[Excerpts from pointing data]
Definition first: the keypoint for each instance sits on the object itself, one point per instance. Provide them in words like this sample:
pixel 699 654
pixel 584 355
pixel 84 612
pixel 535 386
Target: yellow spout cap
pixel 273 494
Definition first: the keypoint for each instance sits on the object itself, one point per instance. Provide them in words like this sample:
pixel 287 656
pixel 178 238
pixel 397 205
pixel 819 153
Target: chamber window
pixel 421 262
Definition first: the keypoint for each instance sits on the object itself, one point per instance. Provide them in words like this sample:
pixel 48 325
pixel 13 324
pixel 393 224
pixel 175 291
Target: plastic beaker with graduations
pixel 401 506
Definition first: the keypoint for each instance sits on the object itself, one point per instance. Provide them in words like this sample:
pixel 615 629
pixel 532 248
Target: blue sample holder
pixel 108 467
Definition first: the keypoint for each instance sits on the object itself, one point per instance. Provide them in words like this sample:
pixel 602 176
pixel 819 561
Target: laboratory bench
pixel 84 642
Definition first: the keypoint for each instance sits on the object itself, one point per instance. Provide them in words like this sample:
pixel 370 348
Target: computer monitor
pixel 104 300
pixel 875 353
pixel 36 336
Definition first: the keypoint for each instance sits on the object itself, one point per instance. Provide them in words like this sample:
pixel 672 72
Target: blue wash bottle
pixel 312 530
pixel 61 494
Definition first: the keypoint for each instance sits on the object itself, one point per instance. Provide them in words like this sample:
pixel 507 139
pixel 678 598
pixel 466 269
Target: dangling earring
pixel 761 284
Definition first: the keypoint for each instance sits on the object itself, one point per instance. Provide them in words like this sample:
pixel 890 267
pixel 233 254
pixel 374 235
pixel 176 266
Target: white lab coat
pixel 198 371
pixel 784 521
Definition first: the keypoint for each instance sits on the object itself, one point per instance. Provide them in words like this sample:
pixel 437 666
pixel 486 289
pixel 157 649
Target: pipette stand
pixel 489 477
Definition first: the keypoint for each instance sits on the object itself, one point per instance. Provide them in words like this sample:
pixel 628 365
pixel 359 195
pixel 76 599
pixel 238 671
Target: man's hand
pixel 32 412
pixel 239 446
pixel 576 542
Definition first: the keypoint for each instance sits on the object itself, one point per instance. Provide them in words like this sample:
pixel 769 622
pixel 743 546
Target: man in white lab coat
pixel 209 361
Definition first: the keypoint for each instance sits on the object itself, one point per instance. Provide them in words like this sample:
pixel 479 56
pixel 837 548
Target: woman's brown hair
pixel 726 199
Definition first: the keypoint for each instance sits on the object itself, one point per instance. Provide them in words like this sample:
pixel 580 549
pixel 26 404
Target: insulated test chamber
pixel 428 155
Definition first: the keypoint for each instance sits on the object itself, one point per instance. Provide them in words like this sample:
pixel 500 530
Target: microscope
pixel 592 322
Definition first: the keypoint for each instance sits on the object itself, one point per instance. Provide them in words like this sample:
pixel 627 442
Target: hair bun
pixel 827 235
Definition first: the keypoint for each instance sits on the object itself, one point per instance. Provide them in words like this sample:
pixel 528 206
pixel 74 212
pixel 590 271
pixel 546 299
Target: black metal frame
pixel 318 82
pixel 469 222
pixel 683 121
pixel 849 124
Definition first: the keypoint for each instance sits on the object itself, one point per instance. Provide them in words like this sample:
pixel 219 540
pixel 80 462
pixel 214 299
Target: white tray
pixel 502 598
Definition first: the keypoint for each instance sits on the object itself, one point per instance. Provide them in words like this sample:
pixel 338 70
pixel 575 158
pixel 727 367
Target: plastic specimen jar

REQUIRED WORK: Write out the entries word for word, starting at the first line and continuing up to and including the line that contains "pixel 36 336".

EXERCISE SOLUTION:
Definition first: the keypoint for each instance sits on the object itself, one point per instance. Provide them in words like this sample:
pixel 699 654
pixel 584 355
pixel 84 612
pixel 535 386
Target: yellow spout cap
pixel 273 494
Definition first: the keypoint for each instance sits on the object itself, one point per instance. Provide them in words like this sample:
pixel 287 656
pixel 178 238
pixel 397 205
pixel 819 153
Target: chamber window
pixel 421 262
Definition first: the keypoint for each instance sits on the object itself, one point per instance. Provide them in words like this sample:
pixel 48 325
pixel 13 324
pixel 393 224
pixel 175 291
Target: plastic beaker with graduations
pixel 401 506
Definition first: the keypoint for each instance sits on the object itself, one point per instance. Provide them in words like this sample:
pixel 615 629
pixel 532 248
Target: blue sample holder
pixel 108 467
Definition first: the keypoint for each instance sits on the object itself, one point per instance. Provide them in words like this sample:
pixel 602 176
pixel 819 561
Target: laboratory bench
pixel 84 642
Definition first: the keypoint for each instance sits on the object itself, one point per instance. Provide them in words like this sample:
pixel 370 348
Target: computer monitor
pixel 104 300
pixel 875 353
pixel 36 336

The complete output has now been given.